━━━ Document section

This morning, I was reminded of the many times I have had the conversation with other people who were in pain, who were at the stage of “this is killing me” and “I can’t survive this.” And talking with them about my belief that when we feel that way, what we are really saying is we wish the pain would be fatal, that it would kill us, because it hurts so badly we want it to end, we want it not to be survivable.
But it is, almost always, survivable.
I have known a lot of pains, a lot of the kind that I wished I didn’t have to live through, and I have always survived.
In my non-upbeat way, what I am trying to say is that if you are in the kind of pain that has you, consciously or unconsciously, wishing it would end, even if that meant you would end, too, you will almost certainly survive it, and eventually it will almost certainly fade.
And I hope reading that helps you to hang on until it does.
There are some hurts, I admit, that never seem to fully disappear, like grief, but they do tend to recede to less excruciating levels, and to ebb and flow, so that they aren’t constantly felt. And even those pains that evolve without disappearing will usually allow us to have some better moments in between their surfacing again.

━━━━━━

:: What this exercise asks ::
**A)** List each distinct word in the reflection on pain that begins with the letters "surviv".
**B)** According to the reflection on pain, what hurt never seems to fully disappear?
**C)** Reproduce the passage of the reflection on pain starting with "And I hope reading" and going on through "their surfacing again.".
The listing that comes next has no connection to the reflection on pain.

━━━ Dataset section

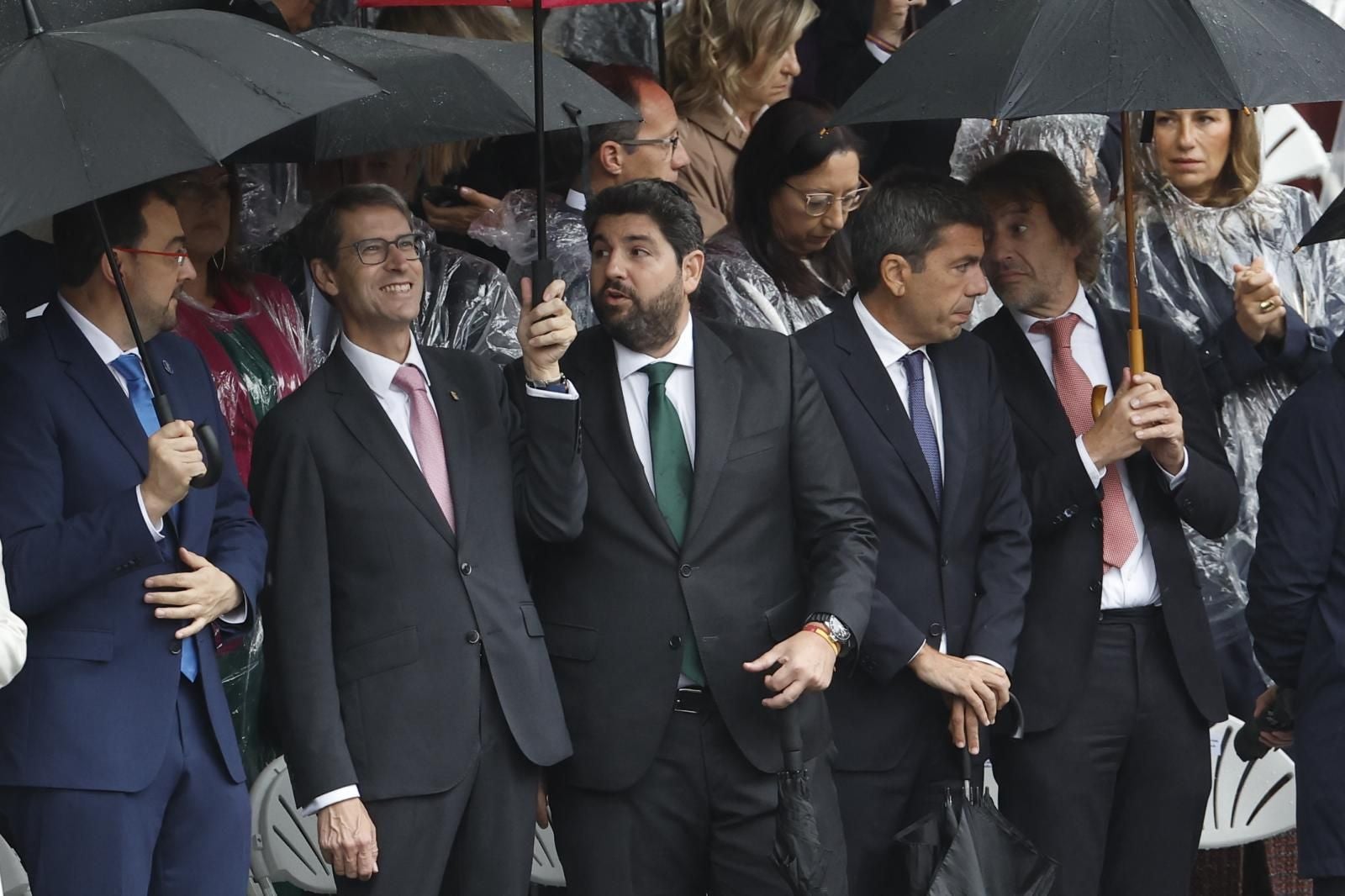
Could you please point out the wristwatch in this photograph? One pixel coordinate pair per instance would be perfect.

━━━━━━

:: Exercise responses ::
**A)** survive, survivable, survived

**B)** Grief

**C)**
And I hope reading that helps you to hang on until it does.
There are some hurts, I admit, that never seem to fully disappear, like grief, but they do tend to recede to less excruciating levels, and to ebb and flow, so that they aren’t constantly felt. And even those pains that evolve without disappearing will usually allow us to have some better moments in between their surfacing again.